## Directions for this task
Give back exactly the lines of the data below, starting with the line that has "of the outboard" and going on through the line that has "of the white".

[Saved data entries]
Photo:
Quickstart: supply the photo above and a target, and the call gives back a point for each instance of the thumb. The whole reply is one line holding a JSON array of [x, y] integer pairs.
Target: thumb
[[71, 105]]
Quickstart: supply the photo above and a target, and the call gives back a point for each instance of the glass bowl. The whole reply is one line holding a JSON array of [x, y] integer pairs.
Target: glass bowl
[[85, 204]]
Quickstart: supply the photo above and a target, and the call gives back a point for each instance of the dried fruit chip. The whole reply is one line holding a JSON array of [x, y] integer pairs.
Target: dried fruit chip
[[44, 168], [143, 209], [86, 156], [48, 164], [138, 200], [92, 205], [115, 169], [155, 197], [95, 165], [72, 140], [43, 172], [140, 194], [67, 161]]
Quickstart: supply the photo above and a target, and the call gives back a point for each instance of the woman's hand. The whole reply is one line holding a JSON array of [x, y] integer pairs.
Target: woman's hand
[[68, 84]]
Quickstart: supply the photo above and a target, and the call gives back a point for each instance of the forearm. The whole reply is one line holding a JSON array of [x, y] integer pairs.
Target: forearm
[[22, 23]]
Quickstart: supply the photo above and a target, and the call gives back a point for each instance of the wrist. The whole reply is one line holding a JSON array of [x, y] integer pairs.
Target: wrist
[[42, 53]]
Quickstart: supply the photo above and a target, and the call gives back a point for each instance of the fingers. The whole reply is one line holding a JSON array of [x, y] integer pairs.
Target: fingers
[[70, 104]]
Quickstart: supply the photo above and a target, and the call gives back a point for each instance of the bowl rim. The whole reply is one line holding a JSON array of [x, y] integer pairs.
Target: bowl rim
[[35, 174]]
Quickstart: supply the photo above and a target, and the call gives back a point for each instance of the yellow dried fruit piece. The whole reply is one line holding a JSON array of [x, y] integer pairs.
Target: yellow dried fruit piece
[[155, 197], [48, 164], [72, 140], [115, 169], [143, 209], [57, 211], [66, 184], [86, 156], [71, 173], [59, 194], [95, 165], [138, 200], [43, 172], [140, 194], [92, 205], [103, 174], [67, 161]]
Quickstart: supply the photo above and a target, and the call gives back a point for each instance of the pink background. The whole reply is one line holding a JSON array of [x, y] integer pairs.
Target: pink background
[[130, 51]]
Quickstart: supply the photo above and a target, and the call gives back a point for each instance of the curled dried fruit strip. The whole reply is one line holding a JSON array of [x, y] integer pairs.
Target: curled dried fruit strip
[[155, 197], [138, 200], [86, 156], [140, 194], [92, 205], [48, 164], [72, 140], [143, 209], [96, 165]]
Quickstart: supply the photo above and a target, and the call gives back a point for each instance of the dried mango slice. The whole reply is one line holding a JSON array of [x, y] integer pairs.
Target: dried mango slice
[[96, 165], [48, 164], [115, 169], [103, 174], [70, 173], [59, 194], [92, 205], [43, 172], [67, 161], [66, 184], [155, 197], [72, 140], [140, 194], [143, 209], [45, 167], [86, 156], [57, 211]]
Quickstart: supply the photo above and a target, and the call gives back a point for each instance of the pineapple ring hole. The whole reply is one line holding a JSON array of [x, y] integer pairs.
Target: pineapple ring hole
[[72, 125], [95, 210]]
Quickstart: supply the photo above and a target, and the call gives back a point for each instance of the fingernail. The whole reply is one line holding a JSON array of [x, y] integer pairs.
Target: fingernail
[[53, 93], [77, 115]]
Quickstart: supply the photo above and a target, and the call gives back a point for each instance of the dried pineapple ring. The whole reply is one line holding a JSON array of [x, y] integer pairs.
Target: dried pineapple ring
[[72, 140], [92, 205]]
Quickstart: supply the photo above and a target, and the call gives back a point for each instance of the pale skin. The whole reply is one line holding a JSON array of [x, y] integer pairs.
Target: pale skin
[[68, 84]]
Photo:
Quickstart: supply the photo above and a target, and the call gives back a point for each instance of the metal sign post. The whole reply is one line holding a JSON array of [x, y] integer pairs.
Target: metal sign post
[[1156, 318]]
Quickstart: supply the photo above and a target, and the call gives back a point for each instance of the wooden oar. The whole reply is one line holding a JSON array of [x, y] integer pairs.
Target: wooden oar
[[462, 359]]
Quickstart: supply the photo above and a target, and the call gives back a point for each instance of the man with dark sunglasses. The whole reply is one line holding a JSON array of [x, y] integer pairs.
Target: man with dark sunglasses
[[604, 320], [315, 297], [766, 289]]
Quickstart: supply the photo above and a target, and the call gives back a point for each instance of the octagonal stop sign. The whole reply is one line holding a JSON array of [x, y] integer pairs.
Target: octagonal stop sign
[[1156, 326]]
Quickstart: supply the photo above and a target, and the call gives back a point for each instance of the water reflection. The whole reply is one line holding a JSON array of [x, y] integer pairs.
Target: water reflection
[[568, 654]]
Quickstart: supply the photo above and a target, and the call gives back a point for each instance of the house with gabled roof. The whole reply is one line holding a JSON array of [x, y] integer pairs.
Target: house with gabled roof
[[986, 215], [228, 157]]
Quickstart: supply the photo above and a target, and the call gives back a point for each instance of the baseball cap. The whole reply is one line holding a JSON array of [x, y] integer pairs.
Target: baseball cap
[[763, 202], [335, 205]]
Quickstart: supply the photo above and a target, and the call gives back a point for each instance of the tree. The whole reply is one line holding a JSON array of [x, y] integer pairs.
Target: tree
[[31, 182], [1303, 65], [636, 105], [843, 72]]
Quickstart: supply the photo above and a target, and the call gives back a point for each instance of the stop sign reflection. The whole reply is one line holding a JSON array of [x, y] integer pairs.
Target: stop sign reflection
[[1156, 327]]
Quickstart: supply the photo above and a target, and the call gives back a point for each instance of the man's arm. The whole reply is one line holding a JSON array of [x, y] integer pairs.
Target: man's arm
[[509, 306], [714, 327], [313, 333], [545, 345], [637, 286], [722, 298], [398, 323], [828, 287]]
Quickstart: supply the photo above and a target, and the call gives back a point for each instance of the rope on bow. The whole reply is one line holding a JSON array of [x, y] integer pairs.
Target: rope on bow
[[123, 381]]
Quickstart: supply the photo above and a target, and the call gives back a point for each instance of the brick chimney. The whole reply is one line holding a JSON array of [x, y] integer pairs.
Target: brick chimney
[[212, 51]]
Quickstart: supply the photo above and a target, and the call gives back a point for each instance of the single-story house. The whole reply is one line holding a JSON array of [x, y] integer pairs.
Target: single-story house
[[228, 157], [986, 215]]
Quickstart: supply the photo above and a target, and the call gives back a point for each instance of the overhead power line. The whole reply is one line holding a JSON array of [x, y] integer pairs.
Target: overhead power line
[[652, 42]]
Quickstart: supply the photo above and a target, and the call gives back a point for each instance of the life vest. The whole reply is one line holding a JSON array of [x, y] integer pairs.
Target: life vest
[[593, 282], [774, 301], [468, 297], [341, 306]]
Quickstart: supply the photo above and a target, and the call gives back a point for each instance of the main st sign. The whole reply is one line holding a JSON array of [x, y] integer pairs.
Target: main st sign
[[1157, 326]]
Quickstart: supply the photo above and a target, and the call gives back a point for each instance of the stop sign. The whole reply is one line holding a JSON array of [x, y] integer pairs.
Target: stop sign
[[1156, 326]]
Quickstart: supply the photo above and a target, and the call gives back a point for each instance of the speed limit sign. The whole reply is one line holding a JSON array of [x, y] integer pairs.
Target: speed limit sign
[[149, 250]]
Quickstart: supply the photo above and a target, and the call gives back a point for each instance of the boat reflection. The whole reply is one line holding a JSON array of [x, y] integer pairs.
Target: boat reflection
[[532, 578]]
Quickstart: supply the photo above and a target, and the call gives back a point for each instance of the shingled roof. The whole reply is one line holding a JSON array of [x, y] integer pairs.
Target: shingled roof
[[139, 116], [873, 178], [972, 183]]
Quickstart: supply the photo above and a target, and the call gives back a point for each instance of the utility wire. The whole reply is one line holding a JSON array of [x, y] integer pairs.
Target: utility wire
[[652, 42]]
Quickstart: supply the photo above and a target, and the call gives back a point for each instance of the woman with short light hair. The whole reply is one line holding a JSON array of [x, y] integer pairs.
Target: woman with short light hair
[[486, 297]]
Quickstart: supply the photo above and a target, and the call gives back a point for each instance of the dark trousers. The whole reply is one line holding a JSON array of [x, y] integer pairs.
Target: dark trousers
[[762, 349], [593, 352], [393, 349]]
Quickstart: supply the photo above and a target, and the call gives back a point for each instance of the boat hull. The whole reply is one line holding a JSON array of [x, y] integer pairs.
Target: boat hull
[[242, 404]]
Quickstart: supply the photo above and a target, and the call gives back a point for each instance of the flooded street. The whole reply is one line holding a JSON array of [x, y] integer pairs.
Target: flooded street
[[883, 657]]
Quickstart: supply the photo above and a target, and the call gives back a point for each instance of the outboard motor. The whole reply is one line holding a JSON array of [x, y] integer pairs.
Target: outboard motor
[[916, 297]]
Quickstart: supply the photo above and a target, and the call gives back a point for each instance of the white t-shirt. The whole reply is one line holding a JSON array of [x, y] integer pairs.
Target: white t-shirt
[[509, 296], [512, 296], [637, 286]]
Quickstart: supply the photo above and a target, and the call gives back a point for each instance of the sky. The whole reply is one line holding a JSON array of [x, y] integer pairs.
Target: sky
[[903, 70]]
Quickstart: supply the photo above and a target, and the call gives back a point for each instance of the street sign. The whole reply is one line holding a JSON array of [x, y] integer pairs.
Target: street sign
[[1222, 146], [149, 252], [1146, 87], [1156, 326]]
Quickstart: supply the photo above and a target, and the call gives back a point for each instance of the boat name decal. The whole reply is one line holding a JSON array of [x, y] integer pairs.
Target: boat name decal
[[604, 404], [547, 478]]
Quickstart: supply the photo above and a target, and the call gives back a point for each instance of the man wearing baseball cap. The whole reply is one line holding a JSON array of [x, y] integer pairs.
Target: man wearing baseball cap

## Solution to this task
Quickstart: supply the photo above and a target, and the call gives back a point for each instance of the outboard motor. The whole reply is one line holding a JSON array of [x, y] integer pairs.
Target: outboard motor
[[916, 297]]
Quickstart: supply the photo above and a target, and the call gives back a point for each instance of the white t-shirt. The whole reply is one line holding a JSON array of [x, y] integer pairs.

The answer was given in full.